Stored items:
##############################
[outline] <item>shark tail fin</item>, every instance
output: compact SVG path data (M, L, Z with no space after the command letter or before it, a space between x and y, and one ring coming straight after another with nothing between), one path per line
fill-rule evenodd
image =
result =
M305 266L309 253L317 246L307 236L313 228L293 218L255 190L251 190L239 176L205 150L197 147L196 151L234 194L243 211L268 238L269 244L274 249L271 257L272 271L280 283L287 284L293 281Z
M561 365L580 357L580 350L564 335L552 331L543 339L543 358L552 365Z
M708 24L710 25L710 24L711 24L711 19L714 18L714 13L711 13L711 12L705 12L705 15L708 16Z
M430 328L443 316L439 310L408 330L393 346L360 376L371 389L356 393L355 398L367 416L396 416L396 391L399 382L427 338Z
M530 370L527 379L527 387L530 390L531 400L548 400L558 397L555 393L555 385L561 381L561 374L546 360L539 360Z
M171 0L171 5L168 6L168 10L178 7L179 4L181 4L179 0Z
##############################
Every record must be repeated precisely and in full.

Result of this exercise -
[outline] <item>shark tail fin</item>, every instance
output: compact SVG path data (M, L, Z with no space after the command letter or before it, a space between x and y, and one ring coming straight after another with nothing between), one path per line
fill-rule evenodd
image =
result =
M305 266L309 253L317 246L307 236L313 228L293 218L255 190L251 190L239 176L205 150L197 147L196 151L234 194L243 211L268 238L269 244L274 249L271 257L272 271L280 283L287 284L293 281Z
M561 365L580 357L580 350L564 335L552 331L543 339L543 358L552 365Z
M708 24L710 25L710 24L711 24L711 19L714 18L714 13L711 13L711 12L705 12L705 15L708 16Z
M430 328L443 316L439 310L408 330L393 346L360 376L371 389L356 393L355 398L367 416L396 416L396 391L399 382L427 338Z
M530 370L527 379L527 387L530 390L531 400L548 400L558 397L555 393L555 385L561 381L561 374L546 360L539 360Z
M171 0L171 5L168 6L168 10L178 7L179 4L181 4L179 0Z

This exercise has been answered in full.